Source extract
^^^^^^^^
The President’s Committee on Employment of the Handicapped is renamed the President’s Committee on Employment of People with Disabilities.

1989
1990
- The Wheels of Justice campaign in Washington, D.C., organized by American Disabled for Accessible Public Transit (ADAPT), brings hundreds of disabled people to the nation’s capital in support of the Americans with Disabilities Act (ADAPT) activists occupy the Capitol rotunda, and are arrested when they refuse to leave.

The Americans with Disabilities Act is signed into law by President George Bush on 26 July in a ceremony on the White House lawn witnessed by thousands of disability rights activists. The law is the most sweeping disability rights legislation in history, for the first time bringing full legal citizenship to Americans with disabilities. It mandates that local, state, and federal governments and programs be accessible, that businesses with more than 15 employees make “reasonable accommodations” for disabled workers, that public accommodations such as restaurants and stores make “reasonable modifications” to ensure access for disabled members of the public. The act also mandates access to public transportation, communication, and in other areas of public life.
^^^^^^^^
Answer these questions from the disability rights text:
(a) What is the President's Committee on Employment of the Handicapped renamed?
(b) Who signed the Americans with Disabilities Act into law, and on what day?
(c) Above what number of employees must businesses make "reasonable accommodations" for disabled workers?

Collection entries
^^^^^^^^
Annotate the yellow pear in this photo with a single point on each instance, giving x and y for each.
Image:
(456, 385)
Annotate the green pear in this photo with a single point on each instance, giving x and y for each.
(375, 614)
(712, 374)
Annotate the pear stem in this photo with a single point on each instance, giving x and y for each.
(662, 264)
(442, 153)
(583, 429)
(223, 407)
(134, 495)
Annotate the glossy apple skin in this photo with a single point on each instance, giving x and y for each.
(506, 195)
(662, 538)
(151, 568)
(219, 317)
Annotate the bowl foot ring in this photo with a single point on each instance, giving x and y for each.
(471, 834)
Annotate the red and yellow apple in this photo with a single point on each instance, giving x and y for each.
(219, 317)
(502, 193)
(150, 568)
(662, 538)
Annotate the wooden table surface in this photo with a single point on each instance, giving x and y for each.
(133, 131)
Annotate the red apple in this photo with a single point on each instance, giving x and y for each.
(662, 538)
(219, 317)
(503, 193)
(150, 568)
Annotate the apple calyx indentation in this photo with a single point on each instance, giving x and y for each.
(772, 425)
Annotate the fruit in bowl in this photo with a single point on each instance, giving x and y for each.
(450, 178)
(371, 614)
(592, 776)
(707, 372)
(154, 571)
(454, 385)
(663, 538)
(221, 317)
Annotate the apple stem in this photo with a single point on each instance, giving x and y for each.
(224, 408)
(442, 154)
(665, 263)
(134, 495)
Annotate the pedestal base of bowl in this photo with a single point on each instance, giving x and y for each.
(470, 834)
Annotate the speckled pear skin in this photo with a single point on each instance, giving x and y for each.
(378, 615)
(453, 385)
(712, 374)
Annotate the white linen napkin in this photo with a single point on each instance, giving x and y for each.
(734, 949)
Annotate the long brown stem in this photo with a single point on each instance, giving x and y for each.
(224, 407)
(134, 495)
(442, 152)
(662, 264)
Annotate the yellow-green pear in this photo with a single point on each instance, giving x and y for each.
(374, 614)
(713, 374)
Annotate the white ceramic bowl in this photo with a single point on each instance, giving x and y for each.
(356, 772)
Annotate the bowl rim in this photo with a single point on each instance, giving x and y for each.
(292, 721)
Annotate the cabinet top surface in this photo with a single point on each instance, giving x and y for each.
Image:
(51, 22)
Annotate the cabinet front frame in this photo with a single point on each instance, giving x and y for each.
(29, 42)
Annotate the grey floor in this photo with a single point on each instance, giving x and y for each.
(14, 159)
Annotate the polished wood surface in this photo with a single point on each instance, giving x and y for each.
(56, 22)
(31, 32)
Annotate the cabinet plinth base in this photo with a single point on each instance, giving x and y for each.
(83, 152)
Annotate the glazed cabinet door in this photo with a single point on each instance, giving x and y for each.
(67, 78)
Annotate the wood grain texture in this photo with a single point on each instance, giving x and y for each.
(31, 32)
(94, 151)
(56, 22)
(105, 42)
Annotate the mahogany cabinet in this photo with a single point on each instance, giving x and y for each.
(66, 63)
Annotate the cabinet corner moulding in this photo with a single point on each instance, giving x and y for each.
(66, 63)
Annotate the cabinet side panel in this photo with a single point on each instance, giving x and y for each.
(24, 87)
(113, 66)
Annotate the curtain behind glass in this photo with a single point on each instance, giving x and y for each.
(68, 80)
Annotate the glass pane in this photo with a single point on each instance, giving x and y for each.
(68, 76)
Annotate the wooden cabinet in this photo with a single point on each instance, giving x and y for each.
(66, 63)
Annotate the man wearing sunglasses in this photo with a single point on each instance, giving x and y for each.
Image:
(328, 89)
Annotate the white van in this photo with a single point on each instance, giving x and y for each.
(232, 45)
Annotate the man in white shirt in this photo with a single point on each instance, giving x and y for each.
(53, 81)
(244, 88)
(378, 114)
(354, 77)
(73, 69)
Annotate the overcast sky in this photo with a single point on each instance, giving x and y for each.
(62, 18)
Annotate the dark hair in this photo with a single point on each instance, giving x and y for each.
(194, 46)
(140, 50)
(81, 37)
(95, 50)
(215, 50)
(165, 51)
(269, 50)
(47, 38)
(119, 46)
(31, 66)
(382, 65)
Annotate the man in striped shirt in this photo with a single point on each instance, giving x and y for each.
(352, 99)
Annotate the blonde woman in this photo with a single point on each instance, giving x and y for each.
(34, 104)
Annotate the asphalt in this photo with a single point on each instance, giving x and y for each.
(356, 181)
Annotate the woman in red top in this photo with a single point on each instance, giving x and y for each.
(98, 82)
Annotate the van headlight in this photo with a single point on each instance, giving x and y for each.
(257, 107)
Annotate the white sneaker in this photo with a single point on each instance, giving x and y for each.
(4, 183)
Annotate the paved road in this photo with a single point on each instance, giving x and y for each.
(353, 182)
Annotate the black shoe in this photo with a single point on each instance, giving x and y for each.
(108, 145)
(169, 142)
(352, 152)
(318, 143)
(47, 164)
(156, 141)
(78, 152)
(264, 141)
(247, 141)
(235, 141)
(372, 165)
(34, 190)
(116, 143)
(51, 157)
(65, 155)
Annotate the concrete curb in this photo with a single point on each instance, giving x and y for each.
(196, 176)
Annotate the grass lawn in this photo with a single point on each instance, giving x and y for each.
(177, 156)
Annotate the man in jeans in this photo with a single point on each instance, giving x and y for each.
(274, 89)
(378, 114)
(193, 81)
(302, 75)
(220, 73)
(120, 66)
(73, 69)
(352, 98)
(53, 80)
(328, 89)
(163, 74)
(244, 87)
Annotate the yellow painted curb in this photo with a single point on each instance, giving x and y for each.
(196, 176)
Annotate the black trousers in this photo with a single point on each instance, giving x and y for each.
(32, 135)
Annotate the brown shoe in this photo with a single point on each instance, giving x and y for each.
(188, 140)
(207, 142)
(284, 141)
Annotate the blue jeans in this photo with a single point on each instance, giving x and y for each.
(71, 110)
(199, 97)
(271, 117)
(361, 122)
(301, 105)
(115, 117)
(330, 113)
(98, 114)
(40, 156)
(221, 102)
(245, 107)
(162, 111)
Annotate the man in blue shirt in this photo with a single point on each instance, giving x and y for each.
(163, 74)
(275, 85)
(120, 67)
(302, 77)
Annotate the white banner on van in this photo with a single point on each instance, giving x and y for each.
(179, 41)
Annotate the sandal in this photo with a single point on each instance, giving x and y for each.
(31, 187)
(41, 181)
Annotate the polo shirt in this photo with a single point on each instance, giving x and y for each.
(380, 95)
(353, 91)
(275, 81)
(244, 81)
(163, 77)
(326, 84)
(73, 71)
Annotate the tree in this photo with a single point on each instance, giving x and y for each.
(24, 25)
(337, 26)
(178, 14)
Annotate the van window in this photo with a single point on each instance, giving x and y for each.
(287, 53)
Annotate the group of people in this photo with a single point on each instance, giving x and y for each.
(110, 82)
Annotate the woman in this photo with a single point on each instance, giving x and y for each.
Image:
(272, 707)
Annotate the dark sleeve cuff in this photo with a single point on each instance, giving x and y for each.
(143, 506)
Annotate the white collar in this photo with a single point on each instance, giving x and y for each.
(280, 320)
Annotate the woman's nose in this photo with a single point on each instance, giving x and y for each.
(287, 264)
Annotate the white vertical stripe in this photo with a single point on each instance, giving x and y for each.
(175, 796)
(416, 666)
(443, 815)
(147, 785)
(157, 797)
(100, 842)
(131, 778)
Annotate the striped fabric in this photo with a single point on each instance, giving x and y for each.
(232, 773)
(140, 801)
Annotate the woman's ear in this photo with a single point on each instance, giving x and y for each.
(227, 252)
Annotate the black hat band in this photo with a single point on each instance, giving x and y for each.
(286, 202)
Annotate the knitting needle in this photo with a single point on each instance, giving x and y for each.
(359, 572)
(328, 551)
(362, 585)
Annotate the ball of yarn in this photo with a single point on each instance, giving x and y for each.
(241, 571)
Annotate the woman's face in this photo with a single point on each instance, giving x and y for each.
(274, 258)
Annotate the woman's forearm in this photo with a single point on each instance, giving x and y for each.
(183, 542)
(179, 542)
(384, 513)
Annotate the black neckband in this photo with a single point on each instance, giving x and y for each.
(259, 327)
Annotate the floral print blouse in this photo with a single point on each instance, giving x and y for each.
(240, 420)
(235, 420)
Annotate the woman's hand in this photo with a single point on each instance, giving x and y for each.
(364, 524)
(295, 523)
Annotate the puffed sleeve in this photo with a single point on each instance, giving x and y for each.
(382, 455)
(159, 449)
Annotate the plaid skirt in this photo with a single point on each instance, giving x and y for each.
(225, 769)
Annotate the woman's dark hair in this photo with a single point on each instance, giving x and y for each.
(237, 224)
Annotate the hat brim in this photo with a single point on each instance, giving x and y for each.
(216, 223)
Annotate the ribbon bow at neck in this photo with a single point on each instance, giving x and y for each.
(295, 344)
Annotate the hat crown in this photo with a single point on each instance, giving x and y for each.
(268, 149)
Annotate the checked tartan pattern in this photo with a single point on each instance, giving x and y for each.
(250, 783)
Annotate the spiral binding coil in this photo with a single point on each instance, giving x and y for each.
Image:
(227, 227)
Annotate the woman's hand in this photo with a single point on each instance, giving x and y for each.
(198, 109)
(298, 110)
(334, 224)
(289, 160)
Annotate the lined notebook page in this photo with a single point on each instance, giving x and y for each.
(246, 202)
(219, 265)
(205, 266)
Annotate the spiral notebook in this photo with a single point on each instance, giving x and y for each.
^^^^^^^^
Task output
(a) The President's Committee on Employment of People with Disabilities.
(b) President George Bush, on 26 July.
(c) More than 15 employees.